#### [WHAT THIS TASK INVOLVES]
Copy the data from its first line through the line containing "[43,164,55,170]", swapping "boulder" for "stone" and leaving everything else unchanged.

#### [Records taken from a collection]

══════════

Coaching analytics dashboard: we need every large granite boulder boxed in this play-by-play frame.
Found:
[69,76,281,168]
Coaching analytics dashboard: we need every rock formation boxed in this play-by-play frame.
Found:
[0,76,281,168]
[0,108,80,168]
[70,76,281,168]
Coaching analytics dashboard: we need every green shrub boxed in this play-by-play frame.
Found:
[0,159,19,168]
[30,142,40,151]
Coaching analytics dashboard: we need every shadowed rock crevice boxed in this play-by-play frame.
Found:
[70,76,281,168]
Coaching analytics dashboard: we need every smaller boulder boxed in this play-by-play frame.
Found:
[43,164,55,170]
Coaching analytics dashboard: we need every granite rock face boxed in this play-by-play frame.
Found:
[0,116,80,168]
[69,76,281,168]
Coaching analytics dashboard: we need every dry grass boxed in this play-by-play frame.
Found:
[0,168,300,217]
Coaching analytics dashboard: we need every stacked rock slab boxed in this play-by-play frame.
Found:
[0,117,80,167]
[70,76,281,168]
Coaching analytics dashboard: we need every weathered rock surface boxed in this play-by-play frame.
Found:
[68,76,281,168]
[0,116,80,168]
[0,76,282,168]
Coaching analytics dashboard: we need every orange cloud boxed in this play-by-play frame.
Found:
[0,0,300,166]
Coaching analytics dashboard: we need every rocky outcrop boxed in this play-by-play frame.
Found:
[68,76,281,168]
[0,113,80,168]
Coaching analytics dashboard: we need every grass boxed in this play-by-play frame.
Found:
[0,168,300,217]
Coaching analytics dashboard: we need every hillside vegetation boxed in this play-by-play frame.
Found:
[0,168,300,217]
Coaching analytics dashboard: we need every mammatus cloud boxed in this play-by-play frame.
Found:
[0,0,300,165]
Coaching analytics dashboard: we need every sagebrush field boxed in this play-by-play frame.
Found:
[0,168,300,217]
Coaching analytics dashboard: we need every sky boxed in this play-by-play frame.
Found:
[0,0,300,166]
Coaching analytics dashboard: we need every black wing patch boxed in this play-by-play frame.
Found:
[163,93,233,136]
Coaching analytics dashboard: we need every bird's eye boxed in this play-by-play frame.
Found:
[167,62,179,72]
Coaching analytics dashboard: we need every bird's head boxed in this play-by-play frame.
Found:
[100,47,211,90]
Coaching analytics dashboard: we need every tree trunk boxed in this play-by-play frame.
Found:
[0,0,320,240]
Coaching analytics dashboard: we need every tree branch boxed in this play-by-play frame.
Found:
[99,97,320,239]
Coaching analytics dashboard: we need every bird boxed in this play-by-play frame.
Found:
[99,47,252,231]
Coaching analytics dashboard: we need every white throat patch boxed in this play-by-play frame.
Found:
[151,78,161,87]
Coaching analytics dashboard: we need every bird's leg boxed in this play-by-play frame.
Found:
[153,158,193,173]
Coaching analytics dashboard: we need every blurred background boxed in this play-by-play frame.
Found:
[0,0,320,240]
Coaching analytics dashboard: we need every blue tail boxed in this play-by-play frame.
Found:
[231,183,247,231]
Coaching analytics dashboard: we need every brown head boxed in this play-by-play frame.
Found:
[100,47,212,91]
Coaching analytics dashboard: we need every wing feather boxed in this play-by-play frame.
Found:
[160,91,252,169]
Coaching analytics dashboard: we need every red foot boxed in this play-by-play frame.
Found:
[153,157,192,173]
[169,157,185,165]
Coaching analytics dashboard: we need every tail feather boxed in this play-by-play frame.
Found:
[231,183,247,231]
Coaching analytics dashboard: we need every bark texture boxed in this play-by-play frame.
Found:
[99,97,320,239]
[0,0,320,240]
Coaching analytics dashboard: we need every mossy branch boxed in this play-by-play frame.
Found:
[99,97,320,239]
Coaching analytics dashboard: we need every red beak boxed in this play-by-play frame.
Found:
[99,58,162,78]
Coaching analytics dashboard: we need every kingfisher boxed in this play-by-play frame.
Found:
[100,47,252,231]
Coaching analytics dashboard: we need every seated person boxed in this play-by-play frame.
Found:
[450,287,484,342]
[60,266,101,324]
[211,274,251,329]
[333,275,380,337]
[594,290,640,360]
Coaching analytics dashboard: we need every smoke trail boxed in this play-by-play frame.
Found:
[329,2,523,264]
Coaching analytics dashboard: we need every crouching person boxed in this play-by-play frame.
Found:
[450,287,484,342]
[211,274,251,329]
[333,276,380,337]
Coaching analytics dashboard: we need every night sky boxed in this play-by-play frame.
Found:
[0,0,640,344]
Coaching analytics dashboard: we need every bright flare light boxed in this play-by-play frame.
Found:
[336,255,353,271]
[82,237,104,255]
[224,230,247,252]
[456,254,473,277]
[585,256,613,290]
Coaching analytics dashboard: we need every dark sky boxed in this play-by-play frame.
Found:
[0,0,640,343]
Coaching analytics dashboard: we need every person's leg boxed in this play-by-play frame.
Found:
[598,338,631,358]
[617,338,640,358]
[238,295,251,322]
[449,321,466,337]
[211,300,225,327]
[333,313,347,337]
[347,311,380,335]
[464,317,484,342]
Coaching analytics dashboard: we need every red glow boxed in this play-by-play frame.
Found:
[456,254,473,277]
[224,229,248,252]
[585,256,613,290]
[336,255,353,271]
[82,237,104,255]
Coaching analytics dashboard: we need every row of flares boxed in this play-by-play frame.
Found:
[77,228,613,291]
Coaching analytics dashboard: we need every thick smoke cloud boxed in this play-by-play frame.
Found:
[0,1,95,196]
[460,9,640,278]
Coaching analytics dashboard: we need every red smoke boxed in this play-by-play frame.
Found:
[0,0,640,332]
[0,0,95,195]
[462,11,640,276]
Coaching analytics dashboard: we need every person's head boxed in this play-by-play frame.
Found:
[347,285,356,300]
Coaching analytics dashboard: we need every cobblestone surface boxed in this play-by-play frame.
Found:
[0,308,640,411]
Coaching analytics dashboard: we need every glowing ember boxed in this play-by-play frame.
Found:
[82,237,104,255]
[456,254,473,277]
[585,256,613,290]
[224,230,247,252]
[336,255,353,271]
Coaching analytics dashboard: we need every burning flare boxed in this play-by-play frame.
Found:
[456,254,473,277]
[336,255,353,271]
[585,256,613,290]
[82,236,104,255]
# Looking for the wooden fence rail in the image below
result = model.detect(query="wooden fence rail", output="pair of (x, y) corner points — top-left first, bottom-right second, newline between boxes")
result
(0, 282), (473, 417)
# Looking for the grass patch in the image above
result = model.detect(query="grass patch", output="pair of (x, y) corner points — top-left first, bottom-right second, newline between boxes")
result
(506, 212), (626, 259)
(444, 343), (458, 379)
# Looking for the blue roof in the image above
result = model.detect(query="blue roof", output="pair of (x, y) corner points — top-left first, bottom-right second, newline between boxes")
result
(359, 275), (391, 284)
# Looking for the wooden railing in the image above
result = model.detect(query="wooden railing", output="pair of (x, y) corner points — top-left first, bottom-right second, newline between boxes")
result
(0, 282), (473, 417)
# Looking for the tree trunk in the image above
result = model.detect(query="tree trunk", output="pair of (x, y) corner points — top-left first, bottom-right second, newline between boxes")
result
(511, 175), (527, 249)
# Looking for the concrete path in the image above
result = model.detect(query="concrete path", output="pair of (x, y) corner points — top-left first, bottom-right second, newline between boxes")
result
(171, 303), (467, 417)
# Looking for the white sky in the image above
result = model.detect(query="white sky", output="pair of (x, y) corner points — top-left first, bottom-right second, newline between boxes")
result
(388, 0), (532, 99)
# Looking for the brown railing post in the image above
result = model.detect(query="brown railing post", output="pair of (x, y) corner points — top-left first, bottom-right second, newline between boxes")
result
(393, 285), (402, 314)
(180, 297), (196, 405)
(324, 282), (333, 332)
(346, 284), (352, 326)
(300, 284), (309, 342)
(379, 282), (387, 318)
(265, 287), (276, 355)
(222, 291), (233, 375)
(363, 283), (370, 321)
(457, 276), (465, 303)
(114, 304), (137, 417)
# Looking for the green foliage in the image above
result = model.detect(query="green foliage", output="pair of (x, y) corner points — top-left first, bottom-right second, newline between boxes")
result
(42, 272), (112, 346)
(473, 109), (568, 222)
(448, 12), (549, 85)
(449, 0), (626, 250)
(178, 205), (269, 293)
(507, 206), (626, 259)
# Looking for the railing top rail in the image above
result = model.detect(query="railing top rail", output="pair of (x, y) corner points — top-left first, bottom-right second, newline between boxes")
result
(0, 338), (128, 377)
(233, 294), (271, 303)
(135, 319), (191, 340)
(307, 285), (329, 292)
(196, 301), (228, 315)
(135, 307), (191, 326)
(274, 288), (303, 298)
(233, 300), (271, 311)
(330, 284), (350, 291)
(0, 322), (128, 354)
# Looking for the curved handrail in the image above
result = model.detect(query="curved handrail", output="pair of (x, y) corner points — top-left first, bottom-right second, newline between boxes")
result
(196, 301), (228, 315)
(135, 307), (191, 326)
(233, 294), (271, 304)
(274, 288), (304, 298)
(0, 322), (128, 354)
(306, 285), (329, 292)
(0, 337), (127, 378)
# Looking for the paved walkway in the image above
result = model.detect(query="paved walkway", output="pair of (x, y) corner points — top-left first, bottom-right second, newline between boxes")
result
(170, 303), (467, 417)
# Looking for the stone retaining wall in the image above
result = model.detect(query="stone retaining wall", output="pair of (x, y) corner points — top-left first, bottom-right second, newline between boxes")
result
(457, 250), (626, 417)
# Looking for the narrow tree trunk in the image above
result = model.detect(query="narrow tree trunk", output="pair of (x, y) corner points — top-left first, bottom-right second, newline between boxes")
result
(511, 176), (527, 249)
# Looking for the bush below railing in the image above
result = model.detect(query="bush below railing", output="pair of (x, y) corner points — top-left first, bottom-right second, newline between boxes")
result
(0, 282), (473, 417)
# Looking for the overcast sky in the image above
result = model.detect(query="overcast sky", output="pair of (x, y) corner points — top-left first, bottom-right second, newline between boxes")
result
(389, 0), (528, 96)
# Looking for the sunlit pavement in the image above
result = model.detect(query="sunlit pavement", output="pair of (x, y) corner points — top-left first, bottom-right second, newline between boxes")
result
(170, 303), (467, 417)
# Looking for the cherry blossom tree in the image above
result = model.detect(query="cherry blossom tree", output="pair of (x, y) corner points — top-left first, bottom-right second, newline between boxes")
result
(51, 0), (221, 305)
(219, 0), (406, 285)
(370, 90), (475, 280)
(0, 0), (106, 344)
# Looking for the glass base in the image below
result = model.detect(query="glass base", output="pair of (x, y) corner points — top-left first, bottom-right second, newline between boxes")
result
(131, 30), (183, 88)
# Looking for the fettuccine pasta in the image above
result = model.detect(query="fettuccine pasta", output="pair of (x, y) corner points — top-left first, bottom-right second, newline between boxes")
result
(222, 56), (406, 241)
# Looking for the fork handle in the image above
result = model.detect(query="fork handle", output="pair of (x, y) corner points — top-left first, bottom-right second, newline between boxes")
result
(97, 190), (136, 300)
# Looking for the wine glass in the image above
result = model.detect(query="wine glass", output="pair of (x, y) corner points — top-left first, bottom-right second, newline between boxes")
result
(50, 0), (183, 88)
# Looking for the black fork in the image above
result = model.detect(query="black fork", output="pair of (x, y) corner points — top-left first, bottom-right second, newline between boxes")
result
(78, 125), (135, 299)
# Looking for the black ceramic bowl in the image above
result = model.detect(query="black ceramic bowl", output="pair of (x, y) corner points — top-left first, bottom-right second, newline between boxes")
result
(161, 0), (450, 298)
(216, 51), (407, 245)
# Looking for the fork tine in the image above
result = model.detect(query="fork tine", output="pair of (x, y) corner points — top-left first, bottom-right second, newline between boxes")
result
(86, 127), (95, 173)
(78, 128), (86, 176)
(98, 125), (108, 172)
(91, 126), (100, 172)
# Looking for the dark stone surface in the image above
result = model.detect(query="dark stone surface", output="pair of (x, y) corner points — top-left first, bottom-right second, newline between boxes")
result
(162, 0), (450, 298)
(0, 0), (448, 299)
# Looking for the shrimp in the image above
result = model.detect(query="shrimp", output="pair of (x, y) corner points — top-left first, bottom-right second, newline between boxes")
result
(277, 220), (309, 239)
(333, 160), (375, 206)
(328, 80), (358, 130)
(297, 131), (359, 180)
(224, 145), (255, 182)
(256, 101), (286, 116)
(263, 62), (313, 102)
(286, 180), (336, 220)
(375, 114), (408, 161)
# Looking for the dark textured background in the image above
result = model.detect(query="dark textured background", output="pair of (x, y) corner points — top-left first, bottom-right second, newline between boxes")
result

══════════

#### [ANSWER TO THE TASK]
Coaching analytics dashboard: we need every large granite stone boxed in this play-by-play frame.
Found:
[69,76,281,168]
Coaching analytics dashboard: we need every rock formation boxed in this play-by-play frame.
Found:
[0,76,281,168]
[0,108,80,168]
[70,76,281,168]
Coaching analytics dashboard: we need every green shrub boxed in this play-by-play frame.
Found:
[0,159,19,168]
[30,142,40,151]
Coaching analytics dashboard: we need every shadowed rock crevice boxed in this play-by-play frame.
Found:
[70,76,281,168]
Coaching analytics dashboard: we need every smaller stone boxed in this play-by-play frame.
Found:
[43,164,55,170]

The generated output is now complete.